__Study text__:
++++++++++

The NASA-led study began in 2010 as part of an extensive field campaign to better understand how tropical storms develop. Microbiologists worked onboard NASA’s “flying science laboratory”, a renovated Douglas DC-8 jetliner, collecting air samples across the continental US and Caribbean during and after tropical hurricanes Earl and Karl. Collecting each “sample” involved vacuum-pumping six cubic meters of air- the volume of a large van – through specialized filters that trap bacteria-sized particles. The microbes collected on the filters were then studied using high-powered microscopes and genomic techniques to determine their abundance, composition and origin.

While not teeming with life, the upper troposphere is hardly a cold, dead wasteland. The scientists estimated roughly 150,000 living microbial cells per cubic meter of air. (For comparison, there can be billions of microbes in a cubic centimeter of soil). The air samples collected inside Earl and Karl had greater numbers of microbes, many of which are “transplants”, swept out of oceans and soils by powerful hurricane winds. Bacteria are roughly a hundred times more abundant than fungi in the upper troposphere, probably due to their smaller size. Weighing a trillionth of a gram means it can take weeks to fall out of the atmosphere.

Clouds- an underappreciated microbial ecosystem

Clouds- an underappreciated microbial ecosystem

After establishing that bacteria live in the upper troposphere, the scientists set out to determine exactly who’s up there. They did so by analyzing bacterial community DNA using a technique called pyrosequencing. The team uncovered several striking patterns. Perhaps unsurprisingly, hurricanes exhibited the most diverse microbiomes. Post-hurricane, however, there remained dramatic differences in community composition as compared to regions that never experienced hurricanes. Tropical storms appear to leave a lasting legacy on the upper troposphere microbiome, due to the influx of new bacteria and “precipitation scavenging”, or raining out, of preexisting bacteria. In spite of these differences, across all air samples most bacteria fell into two broad groups, the Alpha and Betaproteobacteria. Even more remarkably, seventeen distinct taxa, dubbed the “core microbiome” were present in all samples, from the California coast to the central Caribbean.

++++++++++

__Entries supplied__:
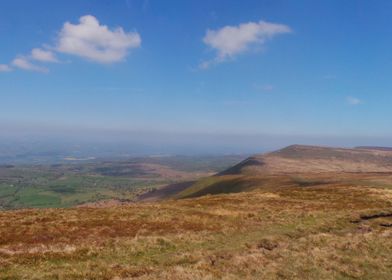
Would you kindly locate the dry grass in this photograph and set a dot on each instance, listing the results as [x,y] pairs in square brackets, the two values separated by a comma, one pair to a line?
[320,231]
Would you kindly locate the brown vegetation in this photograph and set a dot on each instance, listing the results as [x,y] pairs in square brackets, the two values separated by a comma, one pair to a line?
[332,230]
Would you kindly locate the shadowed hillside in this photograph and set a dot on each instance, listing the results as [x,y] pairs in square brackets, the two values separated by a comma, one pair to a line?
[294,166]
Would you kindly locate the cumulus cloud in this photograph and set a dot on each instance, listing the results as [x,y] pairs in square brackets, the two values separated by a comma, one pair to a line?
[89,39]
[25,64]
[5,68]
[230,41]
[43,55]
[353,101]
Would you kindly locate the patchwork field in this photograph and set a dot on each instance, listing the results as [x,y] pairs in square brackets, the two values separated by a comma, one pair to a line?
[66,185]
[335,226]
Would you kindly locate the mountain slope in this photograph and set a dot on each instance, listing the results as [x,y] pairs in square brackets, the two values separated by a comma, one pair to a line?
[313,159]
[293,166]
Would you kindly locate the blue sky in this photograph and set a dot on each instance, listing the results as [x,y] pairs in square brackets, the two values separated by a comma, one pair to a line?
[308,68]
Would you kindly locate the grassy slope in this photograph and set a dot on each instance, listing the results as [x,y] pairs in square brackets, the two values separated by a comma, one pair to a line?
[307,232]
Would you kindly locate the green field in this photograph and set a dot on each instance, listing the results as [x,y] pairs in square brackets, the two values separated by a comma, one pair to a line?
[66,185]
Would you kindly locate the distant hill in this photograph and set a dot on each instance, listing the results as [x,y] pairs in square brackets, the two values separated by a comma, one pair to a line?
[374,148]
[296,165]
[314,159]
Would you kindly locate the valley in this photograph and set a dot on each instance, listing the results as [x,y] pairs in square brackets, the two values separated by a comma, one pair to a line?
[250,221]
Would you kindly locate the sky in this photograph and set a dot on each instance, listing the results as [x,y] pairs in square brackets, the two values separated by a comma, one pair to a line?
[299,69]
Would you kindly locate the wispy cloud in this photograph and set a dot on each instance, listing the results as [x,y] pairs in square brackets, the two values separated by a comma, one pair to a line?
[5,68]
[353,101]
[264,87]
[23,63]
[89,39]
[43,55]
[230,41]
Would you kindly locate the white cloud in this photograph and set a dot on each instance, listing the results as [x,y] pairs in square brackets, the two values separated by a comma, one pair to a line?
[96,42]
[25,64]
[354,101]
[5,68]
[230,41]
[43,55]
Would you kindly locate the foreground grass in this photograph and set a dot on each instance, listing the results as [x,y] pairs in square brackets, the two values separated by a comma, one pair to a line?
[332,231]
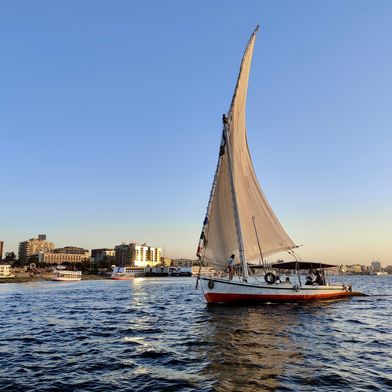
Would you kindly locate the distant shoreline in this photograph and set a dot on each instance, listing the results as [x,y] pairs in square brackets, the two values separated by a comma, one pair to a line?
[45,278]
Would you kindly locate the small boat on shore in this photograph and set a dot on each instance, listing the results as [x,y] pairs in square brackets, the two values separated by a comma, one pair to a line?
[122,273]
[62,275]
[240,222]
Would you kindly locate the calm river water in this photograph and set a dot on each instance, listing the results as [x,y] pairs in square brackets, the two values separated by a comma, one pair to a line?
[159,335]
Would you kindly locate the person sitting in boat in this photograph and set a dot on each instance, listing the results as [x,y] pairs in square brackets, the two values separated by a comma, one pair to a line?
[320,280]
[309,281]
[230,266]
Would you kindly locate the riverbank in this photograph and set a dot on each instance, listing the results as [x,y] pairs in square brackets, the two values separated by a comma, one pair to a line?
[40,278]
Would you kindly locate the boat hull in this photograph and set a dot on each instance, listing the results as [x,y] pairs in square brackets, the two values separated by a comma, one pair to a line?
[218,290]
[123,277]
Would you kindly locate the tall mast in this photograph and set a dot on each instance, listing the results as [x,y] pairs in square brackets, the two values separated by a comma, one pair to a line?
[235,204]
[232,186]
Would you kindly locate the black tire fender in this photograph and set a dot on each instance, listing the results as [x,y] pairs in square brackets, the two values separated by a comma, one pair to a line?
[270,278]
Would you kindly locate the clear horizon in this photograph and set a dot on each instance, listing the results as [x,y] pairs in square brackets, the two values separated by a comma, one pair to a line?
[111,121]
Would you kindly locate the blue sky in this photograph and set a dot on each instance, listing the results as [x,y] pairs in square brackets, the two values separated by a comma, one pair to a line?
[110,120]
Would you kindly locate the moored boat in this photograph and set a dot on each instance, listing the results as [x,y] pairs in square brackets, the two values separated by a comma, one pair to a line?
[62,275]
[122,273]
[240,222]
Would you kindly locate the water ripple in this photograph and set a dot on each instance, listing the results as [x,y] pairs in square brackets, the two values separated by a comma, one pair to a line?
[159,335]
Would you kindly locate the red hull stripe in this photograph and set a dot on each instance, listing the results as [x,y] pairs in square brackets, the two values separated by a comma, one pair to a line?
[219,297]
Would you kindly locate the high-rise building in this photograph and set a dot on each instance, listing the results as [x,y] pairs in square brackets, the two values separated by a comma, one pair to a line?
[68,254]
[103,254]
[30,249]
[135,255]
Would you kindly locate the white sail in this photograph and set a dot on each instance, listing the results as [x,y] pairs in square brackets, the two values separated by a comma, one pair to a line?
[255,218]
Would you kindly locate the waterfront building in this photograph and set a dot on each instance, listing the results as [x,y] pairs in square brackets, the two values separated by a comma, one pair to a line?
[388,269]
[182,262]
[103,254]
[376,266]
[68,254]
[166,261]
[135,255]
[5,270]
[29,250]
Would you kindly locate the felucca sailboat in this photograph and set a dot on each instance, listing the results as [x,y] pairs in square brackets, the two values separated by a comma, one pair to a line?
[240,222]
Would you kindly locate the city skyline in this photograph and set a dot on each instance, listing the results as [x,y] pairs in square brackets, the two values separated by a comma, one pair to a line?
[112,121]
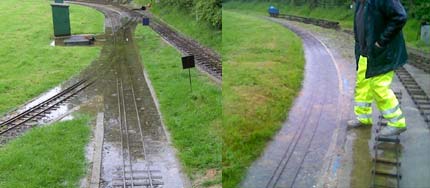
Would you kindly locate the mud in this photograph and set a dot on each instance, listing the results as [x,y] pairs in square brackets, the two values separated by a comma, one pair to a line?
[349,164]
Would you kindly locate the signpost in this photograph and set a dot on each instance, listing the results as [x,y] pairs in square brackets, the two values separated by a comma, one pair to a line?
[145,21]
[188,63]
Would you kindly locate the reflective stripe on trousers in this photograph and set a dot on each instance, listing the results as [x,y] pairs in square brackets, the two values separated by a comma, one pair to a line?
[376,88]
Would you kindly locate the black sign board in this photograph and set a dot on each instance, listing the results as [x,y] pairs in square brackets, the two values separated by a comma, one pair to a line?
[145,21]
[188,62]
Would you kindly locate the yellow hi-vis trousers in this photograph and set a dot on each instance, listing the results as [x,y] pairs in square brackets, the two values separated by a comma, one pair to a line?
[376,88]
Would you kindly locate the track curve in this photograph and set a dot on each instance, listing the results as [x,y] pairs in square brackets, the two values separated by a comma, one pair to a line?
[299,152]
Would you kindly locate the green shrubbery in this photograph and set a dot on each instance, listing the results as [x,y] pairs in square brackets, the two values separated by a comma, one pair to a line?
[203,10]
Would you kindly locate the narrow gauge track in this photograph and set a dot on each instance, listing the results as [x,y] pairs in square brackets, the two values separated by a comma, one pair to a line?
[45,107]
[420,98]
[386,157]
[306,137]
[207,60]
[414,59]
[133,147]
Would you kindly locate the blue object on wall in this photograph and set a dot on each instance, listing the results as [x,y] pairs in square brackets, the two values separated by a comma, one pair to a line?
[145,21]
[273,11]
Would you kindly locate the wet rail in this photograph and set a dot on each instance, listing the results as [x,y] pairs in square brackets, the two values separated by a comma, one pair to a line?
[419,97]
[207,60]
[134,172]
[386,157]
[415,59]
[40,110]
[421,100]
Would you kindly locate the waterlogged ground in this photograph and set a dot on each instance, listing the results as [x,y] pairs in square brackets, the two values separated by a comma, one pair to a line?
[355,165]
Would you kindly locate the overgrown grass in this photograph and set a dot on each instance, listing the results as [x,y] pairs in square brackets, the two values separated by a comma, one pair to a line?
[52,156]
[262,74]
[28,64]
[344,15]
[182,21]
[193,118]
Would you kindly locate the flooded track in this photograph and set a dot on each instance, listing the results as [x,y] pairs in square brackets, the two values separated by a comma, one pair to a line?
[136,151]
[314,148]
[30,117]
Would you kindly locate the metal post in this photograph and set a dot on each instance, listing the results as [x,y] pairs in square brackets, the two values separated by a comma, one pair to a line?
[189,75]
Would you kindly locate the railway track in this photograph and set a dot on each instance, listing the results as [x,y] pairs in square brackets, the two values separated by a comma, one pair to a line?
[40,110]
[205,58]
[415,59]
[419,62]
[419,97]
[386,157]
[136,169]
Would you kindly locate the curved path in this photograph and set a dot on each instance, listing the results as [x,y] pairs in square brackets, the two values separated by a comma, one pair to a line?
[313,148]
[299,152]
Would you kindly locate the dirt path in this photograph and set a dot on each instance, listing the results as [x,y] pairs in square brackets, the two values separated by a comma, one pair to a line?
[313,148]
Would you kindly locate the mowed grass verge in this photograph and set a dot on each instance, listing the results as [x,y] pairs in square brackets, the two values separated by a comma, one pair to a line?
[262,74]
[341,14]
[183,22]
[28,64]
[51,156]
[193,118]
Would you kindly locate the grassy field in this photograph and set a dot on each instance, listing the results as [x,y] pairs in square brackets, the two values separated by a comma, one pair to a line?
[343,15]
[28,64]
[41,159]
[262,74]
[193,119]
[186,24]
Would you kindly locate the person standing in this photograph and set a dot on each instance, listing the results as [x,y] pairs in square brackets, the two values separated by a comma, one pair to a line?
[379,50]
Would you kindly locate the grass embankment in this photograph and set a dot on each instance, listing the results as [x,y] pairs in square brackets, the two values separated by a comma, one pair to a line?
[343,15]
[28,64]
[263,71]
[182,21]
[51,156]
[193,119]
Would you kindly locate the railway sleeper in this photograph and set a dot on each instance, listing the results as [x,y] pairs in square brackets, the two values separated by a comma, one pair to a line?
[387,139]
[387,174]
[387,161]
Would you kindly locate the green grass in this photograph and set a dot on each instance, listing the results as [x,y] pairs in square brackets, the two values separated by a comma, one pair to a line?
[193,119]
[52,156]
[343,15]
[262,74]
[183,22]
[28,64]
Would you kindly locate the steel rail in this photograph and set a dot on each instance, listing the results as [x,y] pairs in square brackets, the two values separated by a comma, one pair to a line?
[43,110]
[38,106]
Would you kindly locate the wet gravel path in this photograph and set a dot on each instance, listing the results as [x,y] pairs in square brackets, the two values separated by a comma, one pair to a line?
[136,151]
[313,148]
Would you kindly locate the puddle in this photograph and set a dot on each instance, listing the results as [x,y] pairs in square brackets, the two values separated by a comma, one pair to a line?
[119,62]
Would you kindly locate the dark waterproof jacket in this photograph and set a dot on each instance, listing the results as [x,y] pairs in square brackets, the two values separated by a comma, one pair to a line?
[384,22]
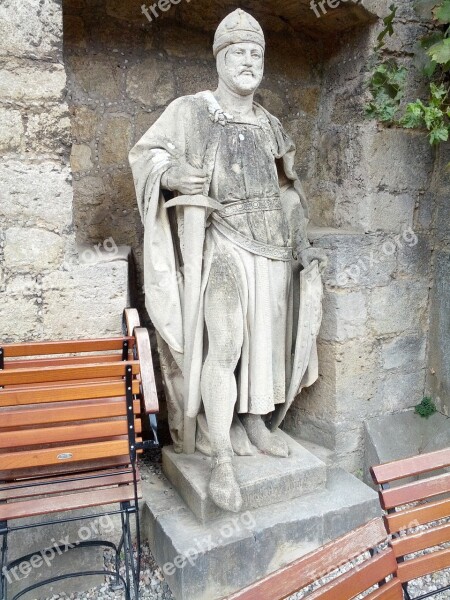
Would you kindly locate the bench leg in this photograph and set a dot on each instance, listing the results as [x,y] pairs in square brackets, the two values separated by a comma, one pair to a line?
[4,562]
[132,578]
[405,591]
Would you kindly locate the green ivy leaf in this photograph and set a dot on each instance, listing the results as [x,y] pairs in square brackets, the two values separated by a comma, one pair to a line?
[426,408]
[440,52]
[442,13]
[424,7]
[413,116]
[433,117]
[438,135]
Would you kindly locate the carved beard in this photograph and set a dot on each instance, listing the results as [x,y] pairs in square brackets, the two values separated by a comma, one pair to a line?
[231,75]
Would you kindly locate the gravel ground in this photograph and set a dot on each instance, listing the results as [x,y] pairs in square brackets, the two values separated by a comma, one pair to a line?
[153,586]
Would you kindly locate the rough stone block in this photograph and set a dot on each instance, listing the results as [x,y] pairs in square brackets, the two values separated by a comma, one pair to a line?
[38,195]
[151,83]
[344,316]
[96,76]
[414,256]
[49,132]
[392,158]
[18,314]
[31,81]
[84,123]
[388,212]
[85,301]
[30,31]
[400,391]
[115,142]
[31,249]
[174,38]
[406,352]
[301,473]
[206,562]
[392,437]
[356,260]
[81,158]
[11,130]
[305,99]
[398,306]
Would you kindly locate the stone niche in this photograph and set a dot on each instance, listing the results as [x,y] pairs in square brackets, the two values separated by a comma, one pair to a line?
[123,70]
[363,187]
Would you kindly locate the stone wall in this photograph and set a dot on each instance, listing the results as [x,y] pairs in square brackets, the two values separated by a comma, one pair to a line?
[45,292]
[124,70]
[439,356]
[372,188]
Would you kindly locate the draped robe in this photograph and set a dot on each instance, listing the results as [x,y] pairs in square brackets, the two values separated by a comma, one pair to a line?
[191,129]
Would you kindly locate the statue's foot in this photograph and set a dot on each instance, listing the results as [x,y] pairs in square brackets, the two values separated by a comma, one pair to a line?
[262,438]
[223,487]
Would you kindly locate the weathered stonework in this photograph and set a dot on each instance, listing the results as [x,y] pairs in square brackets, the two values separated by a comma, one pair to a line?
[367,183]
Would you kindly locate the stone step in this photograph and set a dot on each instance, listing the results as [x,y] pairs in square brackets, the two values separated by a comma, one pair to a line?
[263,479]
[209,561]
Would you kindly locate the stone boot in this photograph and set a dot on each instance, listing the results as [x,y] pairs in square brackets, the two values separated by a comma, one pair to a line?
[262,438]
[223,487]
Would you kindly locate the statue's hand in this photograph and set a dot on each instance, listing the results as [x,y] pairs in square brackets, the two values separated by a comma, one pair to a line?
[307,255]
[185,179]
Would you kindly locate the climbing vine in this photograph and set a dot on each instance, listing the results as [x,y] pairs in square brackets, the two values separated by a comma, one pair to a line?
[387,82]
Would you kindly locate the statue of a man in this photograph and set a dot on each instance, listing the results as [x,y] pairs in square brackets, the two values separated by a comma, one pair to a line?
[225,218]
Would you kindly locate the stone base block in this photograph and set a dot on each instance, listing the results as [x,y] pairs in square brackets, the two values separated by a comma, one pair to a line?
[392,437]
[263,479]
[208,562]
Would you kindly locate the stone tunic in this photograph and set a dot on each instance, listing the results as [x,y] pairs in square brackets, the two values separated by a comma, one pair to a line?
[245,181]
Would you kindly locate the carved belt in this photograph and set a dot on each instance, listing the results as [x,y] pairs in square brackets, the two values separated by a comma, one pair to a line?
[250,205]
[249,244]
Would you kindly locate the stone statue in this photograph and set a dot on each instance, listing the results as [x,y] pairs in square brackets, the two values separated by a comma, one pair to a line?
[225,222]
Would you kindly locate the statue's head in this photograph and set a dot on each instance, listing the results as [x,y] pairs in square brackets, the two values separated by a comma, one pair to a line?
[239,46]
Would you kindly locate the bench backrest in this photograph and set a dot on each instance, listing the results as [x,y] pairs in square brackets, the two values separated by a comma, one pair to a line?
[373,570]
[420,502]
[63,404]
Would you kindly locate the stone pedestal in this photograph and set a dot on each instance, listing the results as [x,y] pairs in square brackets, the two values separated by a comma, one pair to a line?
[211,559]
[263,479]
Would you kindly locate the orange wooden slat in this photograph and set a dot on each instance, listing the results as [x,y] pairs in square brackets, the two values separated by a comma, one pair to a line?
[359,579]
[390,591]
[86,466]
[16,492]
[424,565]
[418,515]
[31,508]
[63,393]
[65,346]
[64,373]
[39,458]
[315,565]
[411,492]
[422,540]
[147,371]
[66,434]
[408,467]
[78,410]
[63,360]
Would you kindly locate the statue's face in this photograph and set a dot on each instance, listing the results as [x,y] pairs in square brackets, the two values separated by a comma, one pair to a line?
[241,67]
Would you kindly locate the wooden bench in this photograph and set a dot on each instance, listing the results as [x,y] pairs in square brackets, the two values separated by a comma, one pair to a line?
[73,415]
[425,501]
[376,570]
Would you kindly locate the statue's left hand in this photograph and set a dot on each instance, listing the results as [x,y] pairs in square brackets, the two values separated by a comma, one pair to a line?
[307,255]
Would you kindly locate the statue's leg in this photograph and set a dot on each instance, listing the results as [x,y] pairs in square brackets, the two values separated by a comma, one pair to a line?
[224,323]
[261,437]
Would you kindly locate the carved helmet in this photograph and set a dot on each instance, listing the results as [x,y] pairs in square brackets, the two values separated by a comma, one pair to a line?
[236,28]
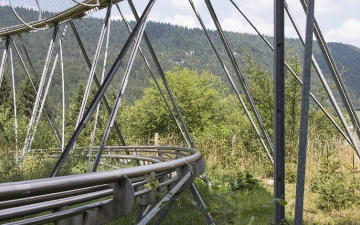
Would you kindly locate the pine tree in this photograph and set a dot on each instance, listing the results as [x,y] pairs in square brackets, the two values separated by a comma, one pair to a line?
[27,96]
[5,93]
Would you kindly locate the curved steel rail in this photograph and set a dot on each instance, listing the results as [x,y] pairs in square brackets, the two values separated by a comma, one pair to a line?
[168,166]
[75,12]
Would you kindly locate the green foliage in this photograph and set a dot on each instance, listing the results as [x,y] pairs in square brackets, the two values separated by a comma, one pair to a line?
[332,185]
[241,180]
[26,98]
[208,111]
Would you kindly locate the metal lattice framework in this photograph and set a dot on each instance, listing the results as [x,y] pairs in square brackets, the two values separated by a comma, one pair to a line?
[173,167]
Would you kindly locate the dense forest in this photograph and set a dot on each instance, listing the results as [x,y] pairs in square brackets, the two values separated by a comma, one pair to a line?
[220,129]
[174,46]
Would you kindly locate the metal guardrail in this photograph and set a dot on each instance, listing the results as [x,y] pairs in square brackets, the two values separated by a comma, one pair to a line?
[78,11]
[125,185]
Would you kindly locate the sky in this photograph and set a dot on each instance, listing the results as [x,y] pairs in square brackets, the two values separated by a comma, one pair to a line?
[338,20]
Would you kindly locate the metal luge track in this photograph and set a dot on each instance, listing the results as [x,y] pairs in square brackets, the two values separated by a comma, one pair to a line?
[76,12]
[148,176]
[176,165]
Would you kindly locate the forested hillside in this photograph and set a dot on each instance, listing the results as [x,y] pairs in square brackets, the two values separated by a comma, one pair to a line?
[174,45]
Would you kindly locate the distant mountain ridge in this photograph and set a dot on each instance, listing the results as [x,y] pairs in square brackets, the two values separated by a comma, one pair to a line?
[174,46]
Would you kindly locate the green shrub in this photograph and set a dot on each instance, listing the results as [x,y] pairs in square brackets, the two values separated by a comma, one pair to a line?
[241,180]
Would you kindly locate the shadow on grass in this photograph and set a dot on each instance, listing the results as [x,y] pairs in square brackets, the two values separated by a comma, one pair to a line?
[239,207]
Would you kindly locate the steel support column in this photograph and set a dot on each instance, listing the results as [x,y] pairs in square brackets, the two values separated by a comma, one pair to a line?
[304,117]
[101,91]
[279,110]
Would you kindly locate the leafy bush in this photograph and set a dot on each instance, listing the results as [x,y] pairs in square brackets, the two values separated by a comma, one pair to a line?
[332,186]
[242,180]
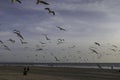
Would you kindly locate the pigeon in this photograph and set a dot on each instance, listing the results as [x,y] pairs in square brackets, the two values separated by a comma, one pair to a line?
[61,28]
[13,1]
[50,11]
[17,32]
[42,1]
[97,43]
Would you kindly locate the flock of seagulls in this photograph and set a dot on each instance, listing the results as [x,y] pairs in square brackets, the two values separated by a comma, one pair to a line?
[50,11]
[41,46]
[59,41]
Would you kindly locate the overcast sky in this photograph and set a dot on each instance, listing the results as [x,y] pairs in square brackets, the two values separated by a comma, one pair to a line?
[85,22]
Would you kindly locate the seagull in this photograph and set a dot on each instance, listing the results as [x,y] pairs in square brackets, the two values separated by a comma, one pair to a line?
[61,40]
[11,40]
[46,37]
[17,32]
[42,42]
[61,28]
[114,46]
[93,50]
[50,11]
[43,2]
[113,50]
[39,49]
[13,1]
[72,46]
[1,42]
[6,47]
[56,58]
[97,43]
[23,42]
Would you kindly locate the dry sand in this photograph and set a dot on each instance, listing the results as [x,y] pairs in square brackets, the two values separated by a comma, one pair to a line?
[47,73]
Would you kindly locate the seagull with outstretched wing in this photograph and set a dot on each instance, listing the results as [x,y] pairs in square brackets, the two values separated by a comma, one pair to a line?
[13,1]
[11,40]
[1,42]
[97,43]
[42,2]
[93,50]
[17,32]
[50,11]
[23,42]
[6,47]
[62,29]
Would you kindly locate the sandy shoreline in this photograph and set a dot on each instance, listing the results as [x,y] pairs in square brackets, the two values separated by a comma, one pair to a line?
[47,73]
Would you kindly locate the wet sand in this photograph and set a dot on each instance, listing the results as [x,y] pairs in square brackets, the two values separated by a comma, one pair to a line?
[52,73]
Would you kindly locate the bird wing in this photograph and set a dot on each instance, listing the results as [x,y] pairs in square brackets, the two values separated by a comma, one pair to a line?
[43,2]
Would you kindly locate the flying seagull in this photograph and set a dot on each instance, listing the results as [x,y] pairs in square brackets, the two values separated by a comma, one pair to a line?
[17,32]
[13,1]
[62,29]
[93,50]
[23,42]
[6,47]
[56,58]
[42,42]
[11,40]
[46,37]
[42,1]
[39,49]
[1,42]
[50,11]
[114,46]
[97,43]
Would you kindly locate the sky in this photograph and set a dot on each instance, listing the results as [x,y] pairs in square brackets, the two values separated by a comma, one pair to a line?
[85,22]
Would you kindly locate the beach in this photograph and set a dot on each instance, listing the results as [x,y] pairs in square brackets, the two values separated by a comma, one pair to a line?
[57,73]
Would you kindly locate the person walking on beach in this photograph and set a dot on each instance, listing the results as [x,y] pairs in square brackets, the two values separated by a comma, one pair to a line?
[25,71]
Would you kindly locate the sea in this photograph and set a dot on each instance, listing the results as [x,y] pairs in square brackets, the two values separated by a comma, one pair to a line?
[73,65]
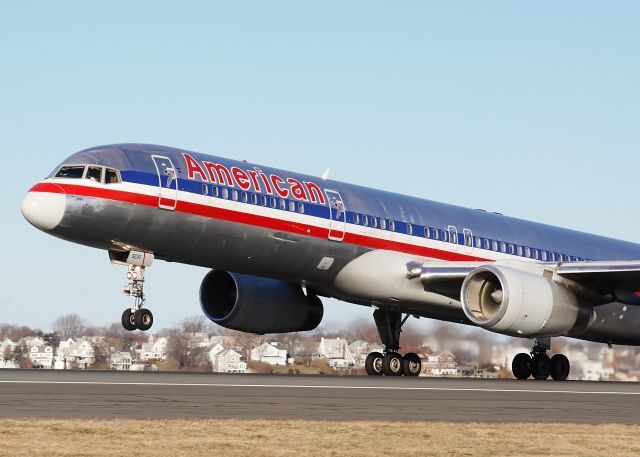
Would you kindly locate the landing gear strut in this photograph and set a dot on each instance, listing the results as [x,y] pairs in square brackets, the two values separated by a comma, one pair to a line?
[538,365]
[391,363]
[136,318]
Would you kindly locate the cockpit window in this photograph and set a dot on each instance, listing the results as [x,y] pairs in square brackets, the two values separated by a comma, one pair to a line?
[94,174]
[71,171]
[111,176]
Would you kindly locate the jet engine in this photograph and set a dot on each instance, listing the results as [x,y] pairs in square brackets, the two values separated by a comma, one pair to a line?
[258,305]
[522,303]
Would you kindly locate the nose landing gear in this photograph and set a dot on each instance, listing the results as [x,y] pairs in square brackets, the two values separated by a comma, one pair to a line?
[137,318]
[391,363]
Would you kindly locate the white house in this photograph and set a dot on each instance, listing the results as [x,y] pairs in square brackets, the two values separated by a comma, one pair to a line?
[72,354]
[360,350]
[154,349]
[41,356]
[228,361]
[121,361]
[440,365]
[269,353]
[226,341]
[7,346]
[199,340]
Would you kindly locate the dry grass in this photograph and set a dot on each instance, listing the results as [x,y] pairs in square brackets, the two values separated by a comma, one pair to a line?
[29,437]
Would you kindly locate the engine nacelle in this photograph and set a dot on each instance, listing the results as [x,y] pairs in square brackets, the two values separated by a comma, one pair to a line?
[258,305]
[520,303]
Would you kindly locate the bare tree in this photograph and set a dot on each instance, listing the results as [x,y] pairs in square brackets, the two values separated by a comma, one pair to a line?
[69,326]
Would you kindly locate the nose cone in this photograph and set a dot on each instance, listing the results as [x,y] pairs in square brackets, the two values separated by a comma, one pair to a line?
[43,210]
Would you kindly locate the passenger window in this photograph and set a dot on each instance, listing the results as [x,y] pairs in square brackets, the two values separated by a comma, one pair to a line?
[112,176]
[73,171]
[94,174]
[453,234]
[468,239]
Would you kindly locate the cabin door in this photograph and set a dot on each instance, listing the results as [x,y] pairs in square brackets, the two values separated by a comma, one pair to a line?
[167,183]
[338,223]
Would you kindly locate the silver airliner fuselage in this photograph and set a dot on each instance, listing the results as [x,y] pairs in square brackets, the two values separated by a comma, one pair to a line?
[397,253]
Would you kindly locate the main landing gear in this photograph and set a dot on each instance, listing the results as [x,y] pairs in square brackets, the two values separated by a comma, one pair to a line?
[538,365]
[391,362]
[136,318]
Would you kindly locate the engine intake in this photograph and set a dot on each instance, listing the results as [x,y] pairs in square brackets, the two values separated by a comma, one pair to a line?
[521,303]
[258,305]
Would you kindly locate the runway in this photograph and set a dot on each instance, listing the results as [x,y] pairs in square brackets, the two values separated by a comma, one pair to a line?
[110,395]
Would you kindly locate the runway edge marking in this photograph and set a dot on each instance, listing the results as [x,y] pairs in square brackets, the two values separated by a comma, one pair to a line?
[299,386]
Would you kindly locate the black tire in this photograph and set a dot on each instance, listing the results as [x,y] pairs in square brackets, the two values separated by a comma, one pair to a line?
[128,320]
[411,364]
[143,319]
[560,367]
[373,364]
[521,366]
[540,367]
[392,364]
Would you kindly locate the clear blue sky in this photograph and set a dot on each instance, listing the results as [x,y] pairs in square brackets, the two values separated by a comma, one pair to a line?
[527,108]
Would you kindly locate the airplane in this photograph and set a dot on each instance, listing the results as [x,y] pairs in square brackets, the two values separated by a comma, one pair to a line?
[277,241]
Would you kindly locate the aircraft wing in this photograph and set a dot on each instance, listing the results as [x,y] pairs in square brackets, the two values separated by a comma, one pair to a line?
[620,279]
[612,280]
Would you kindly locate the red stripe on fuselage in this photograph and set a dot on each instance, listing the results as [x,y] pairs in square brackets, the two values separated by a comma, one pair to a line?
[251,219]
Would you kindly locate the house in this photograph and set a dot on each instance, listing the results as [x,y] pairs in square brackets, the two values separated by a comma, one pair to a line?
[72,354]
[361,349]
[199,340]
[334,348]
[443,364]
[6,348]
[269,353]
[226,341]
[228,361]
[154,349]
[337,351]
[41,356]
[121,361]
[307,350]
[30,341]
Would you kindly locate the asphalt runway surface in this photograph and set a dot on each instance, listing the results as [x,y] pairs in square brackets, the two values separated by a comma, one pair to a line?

++++++++++

__Exercise requirements__:
a - Duplicate the passage on microbes in the upper troposphere, beginning at the words "While not teeming" and stopping after "of the atmosphere.".
b - List every word or phrase that the passage on microbes in the upper troposphere sets inside quotation marks.
The rows play no part in this exercise.

__Task responses__:
a -
While not teeming with life, the upper troposphere is hardly a cold, dead wasteland. The scientists estimated roughly 150,000 living microbial cells per cubic meter of air. (For comparison, there can be billions of microbes in a cubic centimeter of soil). The air samples collected inside Earl and Karl had greater numbers of microbes, many of which are “transplants”, swept out of oceans and soils by powerful hurricane winds. Bacteria are roughly a hundred times more abundant than fungi in the upper troposphere, probably due to their smaller size. Weighing a trillionth of a gram means it can take weeks to fall out of the atmosphere.

b -
- flying science laboratory
- sample
- transplants
- precipitation scavenging
- core microbiome